──────── Supplied information

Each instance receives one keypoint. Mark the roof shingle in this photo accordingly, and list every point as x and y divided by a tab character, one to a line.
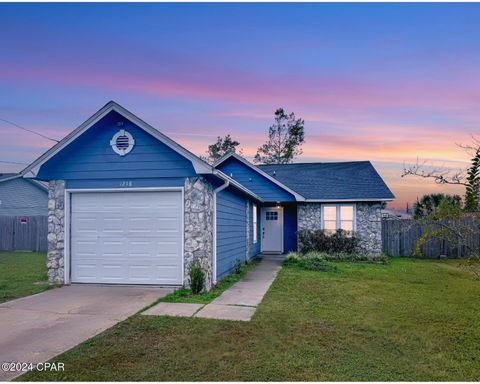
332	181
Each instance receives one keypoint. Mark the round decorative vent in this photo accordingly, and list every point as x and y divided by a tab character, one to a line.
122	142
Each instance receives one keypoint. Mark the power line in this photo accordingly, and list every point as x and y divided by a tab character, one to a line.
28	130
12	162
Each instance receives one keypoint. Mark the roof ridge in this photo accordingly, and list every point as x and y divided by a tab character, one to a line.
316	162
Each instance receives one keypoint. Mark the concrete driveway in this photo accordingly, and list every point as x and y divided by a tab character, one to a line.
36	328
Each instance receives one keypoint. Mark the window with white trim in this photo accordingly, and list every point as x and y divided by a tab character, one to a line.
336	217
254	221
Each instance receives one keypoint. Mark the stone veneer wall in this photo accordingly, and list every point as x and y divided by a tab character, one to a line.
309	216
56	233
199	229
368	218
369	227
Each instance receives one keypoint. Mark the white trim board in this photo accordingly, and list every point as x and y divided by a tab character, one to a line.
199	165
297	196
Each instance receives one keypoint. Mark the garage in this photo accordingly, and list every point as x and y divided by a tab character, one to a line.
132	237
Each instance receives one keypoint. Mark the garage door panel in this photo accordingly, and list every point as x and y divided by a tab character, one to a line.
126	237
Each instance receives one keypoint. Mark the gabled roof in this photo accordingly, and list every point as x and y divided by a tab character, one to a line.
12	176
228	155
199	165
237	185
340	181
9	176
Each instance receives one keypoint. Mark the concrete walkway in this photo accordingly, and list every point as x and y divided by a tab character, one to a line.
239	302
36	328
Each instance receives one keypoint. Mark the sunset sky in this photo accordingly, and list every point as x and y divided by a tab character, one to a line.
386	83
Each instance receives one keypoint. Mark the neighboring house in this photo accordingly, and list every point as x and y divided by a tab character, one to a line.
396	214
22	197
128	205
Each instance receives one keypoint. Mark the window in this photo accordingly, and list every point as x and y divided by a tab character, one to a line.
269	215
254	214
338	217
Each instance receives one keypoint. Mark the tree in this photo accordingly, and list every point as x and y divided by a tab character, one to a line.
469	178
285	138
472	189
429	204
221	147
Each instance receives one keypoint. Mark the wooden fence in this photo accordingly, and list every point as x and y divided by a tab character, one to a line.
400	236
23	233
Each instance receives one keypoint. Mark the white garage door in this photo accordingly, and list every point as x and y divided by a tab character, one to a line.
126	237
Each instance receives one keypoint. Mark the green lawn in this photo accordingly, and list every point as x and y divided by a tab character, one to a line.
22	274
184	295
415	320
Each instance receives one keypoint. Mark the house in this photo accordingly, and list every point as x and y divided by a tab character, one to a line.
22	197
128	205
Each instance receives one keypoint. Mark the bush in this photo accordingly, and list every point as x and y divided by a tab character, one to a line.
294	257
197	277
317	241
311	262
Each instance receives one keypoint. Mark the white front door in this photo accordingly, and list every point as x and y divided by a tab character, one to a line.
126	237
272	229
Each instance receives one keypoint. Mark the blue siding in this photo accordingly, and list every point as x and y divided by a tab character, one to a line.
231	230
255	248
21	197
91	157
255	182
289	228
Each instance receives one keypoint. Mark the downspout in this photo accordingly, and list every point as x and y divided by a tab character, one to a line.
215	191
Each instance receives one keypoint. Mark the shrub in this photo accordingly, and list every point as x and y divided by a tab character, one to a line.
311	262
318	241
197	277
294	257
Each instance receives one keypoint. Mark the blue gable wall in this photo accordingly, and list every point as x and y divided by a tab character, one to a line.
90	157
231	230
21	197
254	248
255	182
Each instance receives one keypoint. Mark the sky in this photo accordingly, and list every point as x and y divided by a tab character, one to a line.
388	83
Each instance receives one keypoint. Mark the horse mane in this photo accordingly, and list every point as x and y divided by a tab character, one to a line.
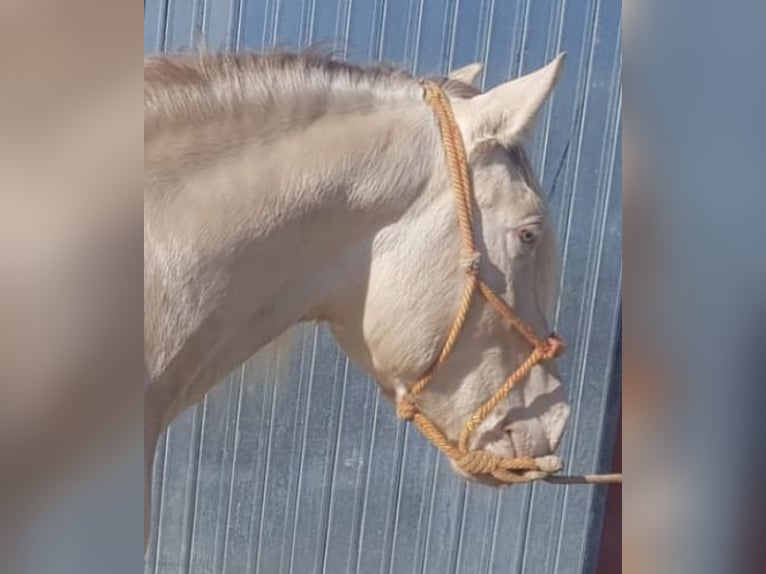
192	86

────────────────
──────── Supplied information

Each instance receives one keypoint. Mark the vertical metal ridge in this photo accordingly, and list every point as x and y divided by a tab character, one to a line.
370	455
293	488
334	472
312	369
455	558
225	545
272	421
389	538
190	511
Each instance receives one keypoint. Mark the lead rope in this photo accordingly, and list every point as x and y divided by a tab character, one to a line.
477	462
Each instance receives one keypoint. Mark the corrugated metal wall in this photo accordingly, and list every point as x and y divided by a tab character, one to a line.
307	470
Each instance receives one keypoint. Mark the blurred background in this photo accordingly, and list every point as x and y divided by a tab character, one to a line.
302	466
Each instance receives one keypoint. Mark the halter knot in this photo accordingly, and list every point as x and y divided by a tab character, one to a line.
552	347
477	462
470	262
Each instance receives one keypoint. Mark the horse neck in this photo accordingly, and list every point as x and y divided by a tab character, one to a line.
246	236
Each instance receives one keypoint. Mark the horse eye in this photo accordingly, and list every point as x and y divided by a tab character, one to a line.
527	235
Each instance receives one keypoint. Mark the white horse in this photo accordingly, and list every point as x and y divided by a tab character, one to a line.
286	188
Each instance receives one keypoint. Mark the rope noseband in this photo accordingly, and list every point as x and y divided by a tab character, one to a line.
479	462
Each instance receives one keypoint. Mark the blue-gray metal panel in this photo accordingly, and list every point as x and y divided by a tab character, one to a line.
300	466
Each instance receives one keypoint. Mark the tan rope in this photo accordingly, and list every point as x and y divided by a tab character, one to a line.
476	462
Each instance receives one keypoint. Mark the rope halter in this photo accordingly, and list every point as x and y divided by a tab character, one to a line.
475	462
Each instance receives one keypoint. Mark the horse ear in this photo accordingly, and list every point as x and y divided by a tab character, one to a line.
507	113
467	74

────────────────

Work required: Please identify every line in the records above that contains the word "shrub" and copy each one in full. Case counts.

Completed task:
Each instance receives one keypoint. Mark the shrub in this photo accordingly, and list every point as x and y divided by a tab character, one to a line.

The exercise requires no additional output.